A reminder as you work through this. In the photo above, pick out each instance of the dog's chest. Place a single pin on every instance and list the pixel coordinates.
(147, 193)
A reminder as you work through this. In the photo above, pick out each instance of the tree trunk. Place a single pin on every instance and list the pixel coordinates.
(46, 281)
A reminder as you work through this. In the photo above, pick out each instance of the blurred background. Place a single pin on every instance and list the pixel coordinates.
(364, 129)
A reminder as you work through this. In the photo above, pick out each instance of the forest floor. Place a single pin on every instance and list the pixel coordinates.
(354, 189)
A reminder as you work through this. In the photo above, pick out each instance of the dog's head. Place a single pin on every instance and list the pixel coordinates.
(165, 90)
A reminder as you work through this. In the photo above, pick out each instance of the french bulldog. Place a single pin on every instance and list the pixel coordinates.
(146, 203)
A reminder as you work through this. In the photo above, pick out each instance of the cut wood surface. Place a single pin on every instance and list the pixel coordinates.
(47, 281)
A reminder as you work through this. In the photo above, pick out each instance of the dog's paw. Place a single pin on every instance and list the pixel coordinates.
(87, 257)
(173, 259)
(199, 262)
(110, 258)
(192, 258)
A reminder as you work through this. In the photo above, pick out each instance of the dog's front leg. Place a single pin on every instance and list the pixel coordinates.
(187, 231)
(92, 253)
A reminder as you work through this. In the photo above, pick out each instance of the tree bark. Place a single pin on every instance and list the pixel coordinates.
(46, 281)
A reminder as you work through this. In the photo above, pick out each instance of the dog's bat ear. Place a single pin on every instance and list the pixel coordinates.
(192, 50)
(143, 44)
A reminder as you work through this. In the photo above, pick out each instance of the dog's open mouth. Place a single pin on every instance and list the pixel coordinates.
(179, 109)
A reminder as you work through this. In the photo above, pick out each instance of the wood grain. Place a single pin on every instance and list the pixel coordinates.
+ + + +
**PROBLEM TO WORK ON:**
An exact reproduction of all the records is needed.

**TASK RESULT:**
A reminder as you work through this. In the photo above, pick out each instance of the dog's chest. Place a single pin on every instance and list the pixel coordinates.
(147, 193)
A reminder as you work through this. In the photo above, pick out each instance of the tree trunk. Place a single pin on every instance and list the pixel coordinates.
(46, 281)
A reminder as you work through this. In the photo above, pick out each instance of the blurred background. Place a single pin on every instance and list the pixel coordinates.
(364, 129)
A reminder as you work through this. In the photo above, pick out each instance of the forest floor. Place a single pin on every instance and list the pixel coordinates.
(354, 189)
A reminder as you work through this. In the photo above, pick out each instance of the dog's head. Place a single pin on every instance and list the pixel coordinates.
(165, 90)
A reminder as you work through this. In the photo above, pick out each instance of the french bulldog. Place a single pin on every instance and list the pixel coordinates.
(146, 203)
A reminder as you work through this. In the photo above, pick out each instance of the cut wood surface. Place a single pin on every instance and list the pixel coordinates.
(47, 281)
A reminder as you work through this. In the photo above, pick out each instance of the dog's paw. Place a single pin on every instance and list the pixel coordinates.
(87, 257)
(173, 259)
(199, 262)
(110, 258)
(192, 258)
A reminder as you work through this. In the photo above, pick out each instance of the dog's front leg. Place a single pin on every instance and list the pixel coordinates.
(187, 231)
(92, 253)
A reminder as you work through this. In the photo above, pick out each instance of the tree bark. Place a single pin on every instance and list the pixel coordinates.
(46, 281)
A reminder as you work through this. In the photo above, pick out each instance of the dog's bat ear. Place a single pin on every instance and list the pixel coordinates.
(192, 50)
(143, 44)
A reminder as you work through this. In the photo above, pick out each instance of the dog's open mouth. Place a single pin on every instance and list the pixel coordinates.
(179, 109)
A reminder as you work through this. In the photo above, pick out each instance of the wood grain. Place a single pin on every instance and list the pixel coordinates.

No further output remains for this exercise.